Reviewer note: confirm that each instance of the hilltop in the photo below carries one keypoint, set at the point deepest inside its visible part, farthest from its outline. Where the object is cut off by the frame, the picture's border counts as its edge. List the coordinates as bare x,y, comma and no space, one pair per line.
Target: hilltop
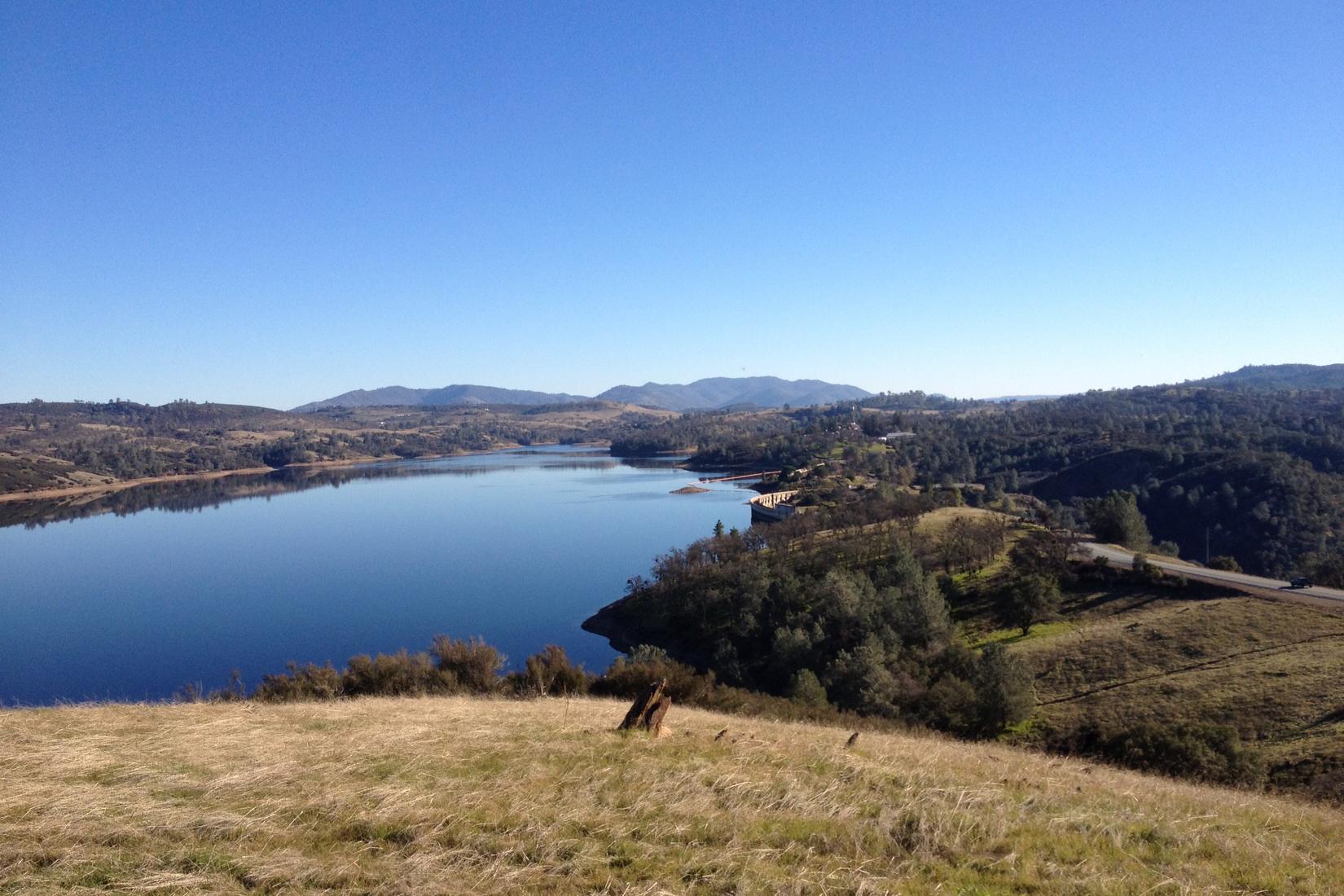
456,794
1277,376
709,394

※

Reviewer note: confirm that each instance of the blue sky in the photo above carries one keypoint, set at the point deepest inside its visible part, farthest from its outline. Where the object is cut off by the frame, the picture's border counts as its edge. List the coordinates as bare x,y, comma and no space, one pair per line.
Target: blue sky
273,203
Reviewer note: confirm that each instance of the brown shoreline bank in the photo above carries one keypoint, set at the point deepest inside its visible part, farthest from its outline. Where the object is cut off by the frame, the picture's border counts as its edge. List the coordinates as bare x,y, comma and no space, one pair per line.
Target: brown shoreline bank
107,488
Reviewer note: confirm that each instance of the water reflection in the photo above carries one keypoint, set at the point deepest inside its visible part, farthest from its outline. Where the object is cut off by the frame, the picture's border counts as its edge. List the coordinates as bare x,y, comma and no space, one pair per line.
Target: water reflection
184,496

※

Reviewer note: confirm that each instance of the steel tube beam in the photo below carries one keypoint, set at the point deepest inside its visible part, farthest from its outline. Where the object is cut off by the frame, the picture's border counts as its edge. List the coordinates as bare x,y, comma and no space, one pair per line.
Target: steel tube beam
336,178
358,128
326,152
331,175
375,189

※

§ What the task requires
Check each line above for the string "below" and copy the ones that have it.

§ Exercise output
Reviewer note: confirm that each instance of the hilltop in the photo below carries one keypoint, set at the point deepest inside its visible part, farthest from its outline. Where the object is cut off by the frame, the picture's border counts as its edge. List the coordinates as bare x,y, comma and no space, one pair per line.
Reviewer note: confirm that each instance of the steel tube beam in the photo below carries one keypoint, set at the point deepest inside its visible part, farthest from its outline. Where the object is cut off by the frame, the picture's border counts as its edge. List the coordinates as bare x,y, comma and no space, one pair per line.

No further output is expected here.